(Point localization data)
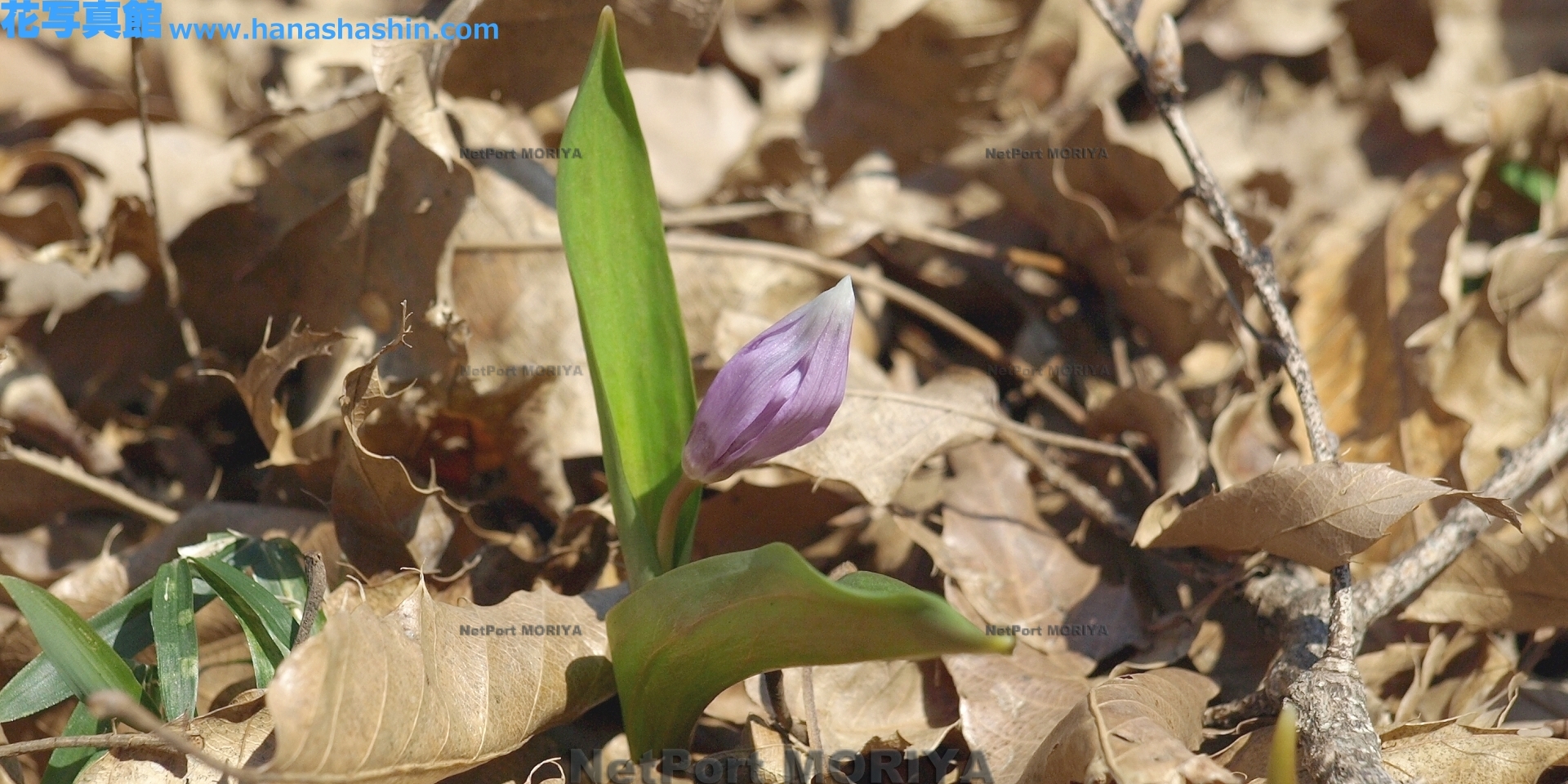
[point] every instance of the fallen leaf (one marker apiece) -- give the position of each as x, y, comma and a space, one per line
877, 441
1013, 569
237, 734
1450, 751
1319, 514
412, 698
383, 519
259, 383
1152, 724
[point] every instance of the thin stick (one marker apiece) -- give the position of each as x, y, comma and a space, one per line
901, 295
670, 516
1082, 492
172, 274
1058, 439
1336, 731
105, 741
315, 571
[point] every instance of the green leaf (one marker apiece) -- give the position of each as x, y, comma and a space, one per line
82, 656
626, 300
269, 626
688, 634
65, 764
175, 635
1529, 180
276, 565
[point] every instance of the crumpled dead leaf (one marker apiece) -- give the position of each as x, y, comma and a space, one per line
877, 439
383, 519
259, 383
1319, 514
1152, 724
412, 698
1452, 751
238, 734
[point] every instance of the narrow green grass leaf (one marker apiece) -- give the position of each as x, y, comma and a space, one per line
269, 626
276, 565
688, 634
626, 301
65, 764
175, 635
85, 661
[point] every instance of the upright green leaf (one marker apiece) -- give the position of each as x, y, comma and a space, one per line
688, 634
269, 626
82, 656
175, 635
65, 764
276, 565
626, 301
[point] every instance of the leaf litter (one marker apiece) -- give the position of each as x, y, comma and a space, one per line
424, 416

Aim of the exercise: Your answer must be an exact copy of the data above, minus its pictures.

Solution to this problem:
[point] every instance of the fallen leaf (one marker apiece) -- give the position of each as x, y, comma and a space, one per line
877, 441
1013, 569
237, 734
1450, 751
1319, 514
412, 698
383, 519
259, 383
1152, 724
[point] every instance of the thin stick (one marker apiece) -- give the position of each as x, y, comma and a space, one per line
901, 295
670, 516
1082, 492
172, 274
1058, 439
1336, 731
105, 741
315, 571
[point] every instance of the green leaf (one marker apiece) -- give the position of each as x, y, comma and a space, one per line
82, 656
626, 300
269, 626
688, 634
65, 764
175, 635
1529, 180
276, 565
[point] every instance of the crumpled dead leaf (one marker apiece) -- give the position of each as x, y, comma and a space, one per line
877, 439
383, 519
259, 383
1319, 514
1152, 724
412, 698
1452, 751
238, 734
[point] every instance of the narrow green grass leaf (one marker apiece) -- give the position of each as x, y, comma and a space, one per line
269, 626
276, 565
688, 634
626, 301
65, 764
175, 635
85, 661
[point] every instance of the upright green leaf (one marker apiece) -- give the position of each as x, y, comma and a space, one per line
688, 634
269, 626
82, 656
175, 635
65, 764
276, 565
626, 301
[point] every instance of the leaf litter (one marker apiece) -- give the position of each as x, y, comma and a space, one per line
424, 416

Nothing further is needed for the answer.